Brano di partenza =>
□ □ □ □ □ □ □
L'Italia, essendo un Paese privo di quasi tutte le materie prime, per una riattivazione
dell'attività produttiva doveva necessariamente ricorrere alle importazioni: il costo valutario
di tali spese doveva essere coperto da un aumento di disponibilità sull'estero attraverso una
ripresa delle esportazioni dei nostri prodotti industriali. Nel corso del 1945 per facilitare la
ripresa delle esportazioni furono sospesi i dazi di uscita ed il diritto di licenza all'esportazione.
Subito dopo la liberazione il Governo italiano negoziò i primi accordi commerciali:
all'accordo con Svizzera seguirono quelli con Svezia, Spagna, Francia e Belgio. Il valore delle
nostre esportazioni ammontava a 900 milioni di lire nel 1944 e a 1700 milioni di lire nel
1945: si trattava prevalentemente di prodotti ortofrutticoli destinati in misura rilevante al
Regno Unito e Stati Uniti.
Per quanto riguarda le importazioni, le materie prime ed i prodotti alimentari giunsero
al nostro Paese attraverso i programmi di aiuti internazionali predisposti dalle Autorità alleate.
6
Il primo piano fu attuato dal 10 luglio 1943 al 31 agosto 1945 e comportò
l'importazione di merci a titolo gratuito per un valore di 450 milioni di dollari. Questo
programma faceva parte della politica degli alleati tendente ad evitare di avere alle spalle dei
loro eserciti popolazioni affamate o in preda ad epidemie
Un nuovo piano di forniture essenziali, denominato di "primo aiuto" fu redatto nel
marzo 1945 dal Governo italiano e dalla Commissione alleata . La cifra prevista dal piano era
140 milioni di dollari: era diretta alla sola Italia centromeridionale e aveva la durata di sei
mesi. Erano previste due categorie di merci : la prima a titolo gratuito come continuazione del
piano precedente, comprendeva prodotti finiti; la seconda riguardava merci da pagarsi
utilizzando un credito fattoci dal Governo americano quale contropartita delle lire militari
pagate alle truppe alleate presenti sul suolo italiano (AMLIRE). Prima che il piano avesse
inizio vennero a mancare i due presupposti su cui si basava: non disponibilità dei prodotti del
nord Italia, e continuazione della guerra in Europa . Fu opportuno rivedere il piano di "primo
aiuto" abbandonando i prodotti finiti e incrementando l'importazione di materie prime
necessarie alle industrie del Nord.
□ □ □ □ □ □ □
Consegna 1 =>
Rispondi alle domande seguenti sul brano relativo al commercio estero italiano.
(a) Quale valore raggiunsero le esportazioni italiane nel 1945?
(b) In quale periodo fu attuato il primo piano di aiuti delle Autorità alleate?
(c) A quale parte dell'Italia era diretto il piano di "primo aiuto"?
Consegna 2 => Riporta senza modifiche il tratto del brano sul commercio estero italiano che va da "Subito dopo la" fino a "e Stati Uniti.".
□ □ □ □ □ □ □
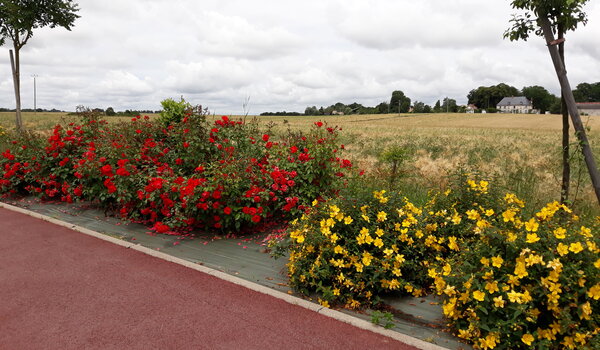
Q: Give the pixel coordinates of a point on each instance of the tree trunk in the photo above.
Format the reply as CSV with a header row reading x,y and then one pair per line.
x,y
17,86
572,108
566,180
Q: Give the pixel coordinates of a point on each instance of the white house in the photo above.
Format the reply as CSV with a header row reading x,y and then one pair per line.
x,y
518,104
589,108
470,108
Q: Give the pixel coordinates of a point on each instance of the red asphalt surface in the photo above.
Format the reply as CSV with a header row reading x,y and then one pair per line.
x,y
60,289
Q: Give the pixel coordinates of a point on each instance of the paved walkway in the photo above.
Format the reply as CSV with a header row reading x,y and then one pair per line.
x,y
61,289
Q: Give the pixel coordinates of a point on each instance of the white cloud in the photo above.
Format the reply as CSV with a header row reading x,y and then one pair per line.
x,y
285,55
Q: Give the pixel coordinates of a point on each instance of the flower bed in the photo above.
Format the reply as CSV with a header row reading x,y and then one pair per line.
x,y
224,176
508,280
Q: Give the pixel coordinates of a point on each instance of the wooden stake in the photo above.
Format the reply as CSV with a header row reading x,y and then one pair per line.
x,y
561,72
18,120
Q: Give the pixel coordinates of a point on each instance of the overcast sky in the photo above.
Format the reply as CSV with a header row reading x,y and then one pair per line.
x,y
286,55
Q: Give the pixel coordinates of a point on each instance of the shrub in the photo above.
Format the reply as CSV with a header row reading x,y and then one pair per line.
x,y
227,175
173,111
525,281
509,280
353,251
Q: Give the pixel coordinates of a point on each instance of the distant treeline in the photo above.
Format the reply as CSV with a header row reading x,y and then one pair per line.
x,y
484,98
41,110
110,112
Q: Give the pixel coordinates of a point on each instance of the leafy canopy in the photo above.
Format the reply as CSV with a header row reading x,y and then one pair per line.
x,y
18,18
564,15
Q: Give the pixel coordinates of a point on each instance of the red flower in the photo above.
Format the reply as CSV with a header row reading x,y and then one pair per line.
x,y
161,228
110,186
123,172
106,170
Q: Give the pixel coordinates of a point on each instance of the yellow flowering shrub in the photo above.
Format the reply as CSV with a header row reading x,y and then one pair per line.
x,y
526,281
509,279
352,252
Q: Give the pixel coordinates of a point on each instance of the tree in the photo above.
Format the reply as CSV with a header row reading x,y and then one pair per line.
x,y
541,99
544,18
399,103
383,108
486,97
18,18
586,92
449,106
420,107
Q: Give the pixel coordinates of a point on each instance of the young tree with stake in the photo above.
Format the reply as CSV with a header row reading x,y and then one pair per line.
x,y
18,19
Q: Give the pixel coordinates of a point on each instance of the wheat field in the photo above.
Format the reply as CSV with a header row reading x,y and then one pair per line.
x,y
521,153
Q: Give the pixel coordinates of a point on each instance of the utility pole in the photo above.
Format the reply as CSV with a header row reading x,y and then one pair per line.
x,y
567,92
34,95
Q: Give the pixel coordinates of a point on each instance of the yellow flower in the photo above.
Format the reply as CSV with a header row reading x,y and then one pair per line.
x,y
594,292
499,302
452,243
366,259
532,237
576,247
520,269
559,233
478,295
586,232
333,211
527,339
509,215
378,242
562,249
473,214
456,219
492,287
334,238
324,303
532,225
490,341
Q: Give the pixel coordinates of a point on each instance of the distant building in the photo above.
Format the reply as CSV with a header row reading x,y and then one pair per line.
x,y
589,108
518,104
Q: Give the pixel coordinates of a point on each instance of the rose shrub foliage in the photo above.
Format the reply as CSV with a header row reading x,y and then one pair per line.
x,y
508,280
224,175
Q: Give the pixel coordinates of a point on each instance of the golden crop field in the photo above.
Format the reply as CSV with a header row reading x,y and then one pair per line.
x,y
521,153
□ □ □ □ □ □ □
Risposta scritta 1 =>
(a) 1700 milioni di lire.
(b) Dal 10 luglio 1943 al 31 agosto 1945.
(c) Alla sola Italia centromeridionale.

Risposta scritta 2 =>
Subito dopo la liberazione il Governo italiano negoziò i primi accordi commerciali:
all'accordo con Svizzera seguirono quelli con Svezia, Spagna, Francia e Belgio. Il valore delle
nostre esportazioni ammontava a 900 milioni di lire nel 1944 e a 1700 milioni di lire nel
1945: si trattava prevalentemente di prodotti ortofrutticoli destinati in misura rilevante al
Regno Unito e Stati Uniti.